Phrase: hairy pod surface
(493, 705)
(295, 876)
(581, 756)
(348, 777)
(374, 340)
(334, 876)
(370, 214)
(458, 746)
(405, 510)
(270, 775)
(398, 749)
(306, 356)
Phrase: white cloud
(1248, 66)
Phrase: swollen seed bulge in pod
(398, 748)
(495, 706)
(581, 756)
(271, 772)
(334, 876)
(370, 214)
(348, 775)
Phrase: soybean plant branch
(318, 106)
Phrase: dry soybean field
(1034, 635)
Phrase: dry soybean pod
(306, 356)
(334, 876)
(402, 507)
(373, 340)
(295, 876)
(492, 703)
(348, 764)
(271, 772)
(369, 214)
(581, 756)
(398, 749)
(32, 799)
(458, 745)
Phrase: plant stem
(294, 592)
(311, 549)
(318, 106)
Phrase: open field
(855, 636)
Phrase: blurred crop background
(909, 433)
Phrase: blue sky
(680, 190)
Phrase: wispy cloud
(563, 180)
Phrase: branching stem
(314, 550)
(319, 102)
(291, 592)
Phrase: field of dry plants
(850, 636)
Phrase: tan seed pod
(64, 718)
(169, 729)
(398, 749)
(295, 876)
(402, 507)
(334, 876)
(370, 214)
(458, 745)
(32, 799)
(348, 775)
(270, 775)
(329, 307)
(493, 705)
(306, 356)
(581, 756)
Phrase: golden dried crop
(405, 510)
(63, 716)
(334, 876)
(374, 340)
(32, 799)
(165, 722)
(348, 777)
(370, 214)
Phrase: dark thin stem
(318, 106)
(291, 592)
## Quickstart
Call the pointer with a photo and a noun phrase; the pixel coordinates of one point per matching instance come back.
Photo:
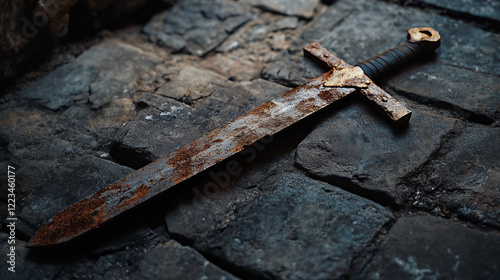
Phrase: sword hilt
(420, 39)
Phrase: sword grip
(420, 39)
(390, 60)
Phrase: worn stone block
(464, 178)
(303, 229)
(359, 151)
(179, 263)
(433, 248)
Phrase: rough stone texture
(29, 29)
(481, 8)
(300, 8)
(465, 178)
(174, 261)
(124, 114)
(103, 72)
(198, 26)
(276, 235)
(65, 187)
(25, 267)
(358, 150)
(469, 94)
(434, 248)
(167, 121)
(214, 201)
(192, 84)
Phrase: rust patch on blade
(182, 162)
(307, 106)
(262, 109)
(77, 218)
(140, 193)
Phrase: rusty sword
(231, 138)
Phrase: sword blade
(187, 161)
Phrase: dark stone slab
(433, 248)
(198, 26)
(168, 124)
(191, 83)
(303, 229)
(178, 262)
(103, 72)
(69, 184)
(379, 26)
(25, 267)
(480, 8)
(470, 95)
(358, 150)
(63, 87)
(465, 178)
(217, 197)
(299, 8)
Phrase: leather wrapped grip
(390, 60)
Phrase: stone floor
(342, 195)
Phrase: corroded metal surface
(223, 142)
(376, 96)
(426, 36)
(188, 161)
(348, 77)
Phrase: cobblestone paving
(341, 195)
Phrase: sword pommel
(420, 39)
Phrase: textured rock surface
(275, 236)
(199, 26)
(299, 8)
(178, 262)
(480, 8)
(465, 178)
(103, 72)
(168, 120)
(29, 29)
(308, 203)
(358, 150)
(434, 248)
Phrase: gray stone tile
(464, 178)
(176, 262)
(303, 229)
(358, 150)
(433, 248)
(480, 8)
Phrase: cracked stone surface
(465, 178)
(449, 251)
(198, 26)
(101, 73)
(284, 244)
(168, 120)
(359, 151)
(303, 9)
(482, 8)
(178, 262)
(339, 195)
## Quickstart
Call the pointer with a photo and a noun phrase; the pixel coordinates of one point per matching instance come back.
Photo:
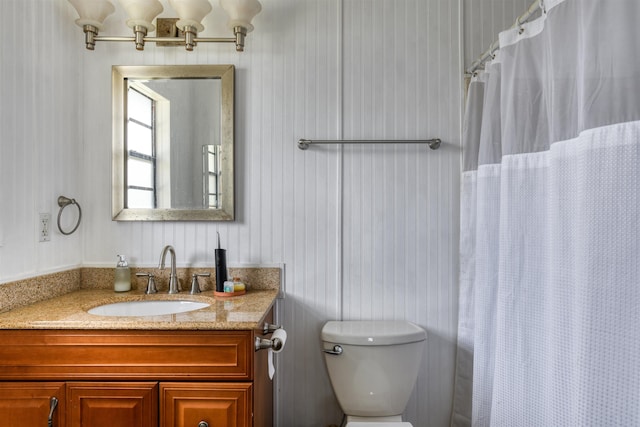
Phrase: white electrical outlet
(43, 227)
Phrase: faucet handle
(195, 286)
(151, 283)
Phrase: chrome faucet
(174, 286)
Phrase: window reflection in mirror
(173, 143)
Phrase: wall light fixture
(141, 13)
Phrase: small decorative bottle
(238, 285)
(122, 281)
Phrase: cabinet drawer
(109, 404)
(216, 404)
(125, 355)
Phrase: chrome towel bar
(434, 144)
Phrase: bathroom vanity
(194, 369)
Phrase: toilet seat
(382, 424)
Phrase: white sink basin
(146, 308)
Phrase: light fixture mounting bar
(164, 39)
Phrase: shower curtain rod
(525, 17)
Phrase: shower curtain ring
(520, 27)
(63, 202)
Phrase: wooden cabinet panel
(109, 404)
(217, 404)
(53, 355)
(28, 404)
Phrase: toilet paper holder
(268, 328)
(263, 343)
(275, 344)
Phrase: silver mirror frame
(119, 77)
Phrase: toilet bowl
(373, 366)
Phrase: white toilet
(373, 366)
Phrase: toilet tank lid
(372, 332)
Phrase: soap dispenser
(122, 281)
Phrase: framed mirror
(173, 138)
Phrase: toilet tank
(378, 364)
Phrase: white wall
(40, 144)
(364, 231)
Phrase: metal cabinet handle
(53, 403)
(336, 351)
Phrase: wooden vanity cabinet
(107, 378)
(110, 404)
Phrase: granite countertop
(69, 311)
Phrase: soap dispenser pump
(122, 281)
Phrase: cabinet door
(205, 404)
(29, 404)
(110, 404)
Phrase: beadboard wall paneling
(400, 201)
(39, 136)
(484, 19)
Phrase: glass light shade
(141, 12)
(92, 12)
(241, 12)
(191, 12)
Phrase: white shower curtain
(549, 327)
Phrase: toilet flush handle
(336, 350)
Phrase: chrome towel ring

- **Set exercise**: Reproduce all of the records above line for line, without changing anything, and leave the pictures out.

- **Complete response**:
Phrase: hairy pod surface
(493, 705)
(295, 876)
(581, 756)
(348, 777)
(374, 340)
(334, 876)
(370, 214)
(458, 746)
(405, 510)
(270, 775)
(398, 749)
(306, 356)
Phrase: white cloud
(1248, 66)
Phrase: swollen seed bulge in pod
(398, 748)
(495, 706)
(581, 756)
(271, 772)
(334, 876)
(370, 214)
(348, 775)
Phrase: soybean plant branch
(318, 106)
Phrase: dry soybean field
(1034, 635)
Phrase: dry soybean pod
(306, 356)
(334, 876)
(402, 507)
(373, 340)
(295, 876)
(492, 703)
(348, 764)
(271, 772)
(369, 214)
(581, 756)
(398, 749)
(32, 799)
(458, 745)
Phrase: plant stem
(294, 592)
(311, 549)
(318, 106)
Phrase: open field
(855, 636)
Phrase: blurred crop background
(909, 433)
Phrase: blue sky
(680, 190)
Phrase: wispy cloud
(563, 180)
Phrase: branching stem
(314, 550)
(319, 102)
(291, 592)
Phrase: field of dry plants
(850, 636)
Phrase: tan seed pod
(64, 718)
(169, 729)
(398, 749)
(295, 876)
(402, 507)
(334, 876)
(370, 214)
(458, 745)
(32, 799)
(348, 775)
(270, 775)
(329, 307)
(493, 705)
(306, 356)
(581, 756)
Phrase: golden dried crop
(405, 510)
(63, 716)
(334, 876)
(374, 340)
(32, 799)
(165, 722)
(348, 777)
(370, 214)
Phrase: dark thin stem
(318, 106)
(291, 592)
## Quickstart
Call the pointer with a photo and a noun phrase; the pixel coordinates of one point per matching instance come back.
Photo:
Phrase: sword hilt
(420, 39)
Phrase: sword grip
(420, 39)
(390, 60)
Phrase: worn stone block
(464, 178)
(303, 229)
(359, 151)
(179, 263)
(433, 248)
Phrase: rough stone texture
(29, 29)
(481, 8)
(300, 8)
(465, 178)
(174, 261)
(124, 114)
(103, 72)
(198, 26)
(276, 235)
(65, 187)
(25, 267)
(358, 150)
(469, 94)
(434, 248)
(167, 121)
(214, 201)
(192, 84)
Phrase: rust patch on blade
(182, 162)
(307, 106)
(262, 109)
(77, 218)
(140, 193)
Phrase: rusty sword
(231, 138)
Phrase: sword blade
(187, 161)
Phrase: dark stone slab
(433, 248)
(198, 26)
(168, 124)
(191, 83)
(303, 229)
(178, 262)
(103, 72)
(69, 184)
(379, 26)
(25, 267)
(480, 8)
(470, 95)
(358, 150)
(63, 87)
(465, 178)
(217, 197)
(299, 8)
Phrase: leather wrapped grip
(390, 60)
Phrase: stone floor
(342, 195)
Phrase: corroded metal surface
(223, 142)
(376, 96)
(426, 36)
(188, 161)
(348, 77)
Phrase: cobblestone paving
(341, 195)
Phrase: sword pommel
(420, 39)
Phrase: textured rock surface
(275, 236)
(199, 26)
(299, 8)
(178, 262)
(480, 8)
(465, 178)
(103, 72)
(168, 120)
(29, 29)
(308, 203)
(358, 150)
(434, 248)
Phrase: gray stone tile
(464, 178)
(176, 262)
(303, 229)
(358, 150)
(433, 248)
(480, 8)
Phrase: cracked stone surface
(465, 178)
(449, 251)
(198, 26)
(101, 73)
(284, 244)
(168, 120)
(359, 151)
(303, 9)
(482, 8)
(178, 262)
(339, 195)
## Quickstart
Call the pointer with a photo and a noun phrase; the pixel coordinates of one point per matching instance come back.
Photo:
Phrase: white electrical outlet
(43, 227)
Phrase: faucet handle
(195, 286)
(151, 283)
Phrase: chrome faucet
(174, 286)
Phrase: window reflection in mirror
(173, 143)
Phrase: wall light fixture
(141, 13)
Phrase: small decorative bottle
(238, 285)
(122, 281)
Phrase: cabinet drawer
(109, 404)
(216, 404)
(125, 355)
Phrase: chrome towel bar
(434, 144)
Phrase: bathroom vanity
(194, 369)
Phrase: toilet seat
(382, 424)
Phrase: white sink basin
(146, 308)
Phrase: light fixture mounting bar
(164, 39)
Phrase: shower curtain rod
(525, 17)
Phrase: shower curtain ring
(520, 27)
(63, 202)
Phrase: wooden cabinet panel
(109, 404)
(217, 404)
(53, 355)
(28, 404)
Phrase: toilet paper holder
(268, 328)
(263, 343)
(275, 344)
Phrase: silver mirror frame
(119, 77)
Phrase: toilet bowl
(373, 366)
Phrase: white toilet
(373, 366)
Phrase: toilet tank lid
(372, 332)
Phrase: soap dispenser
(122, 281)
Phrase: framed mirror
(173, 138)
Phrase: toilet tank
(378, 364)
Phrase: white wall
(40, 144)
(364, 231)
Phrase: metal cabinet handle
(53, 403)
(336, 351)
Phrase: wooden vanity cabinet
(107, 378)
(110, 404)
Phrase: granite countertop
(69, 311)
Phrase: soap dispenser pump
(122, 281)
Phrase: cabinet door
(205, 404)
(29, 404)
(110, 404)
Phrase: beadboard wall paneling
(400, 201)
(39, 136)
(484, 19)
Phrase: glass light shade
(141, 12)
(92, 12)
(241, 12)
(191, 12)
Phrase: white shower curtain
(549, 327)
Phrase: toilet flush handle
(336, 350)
Phrase: chrome towel ring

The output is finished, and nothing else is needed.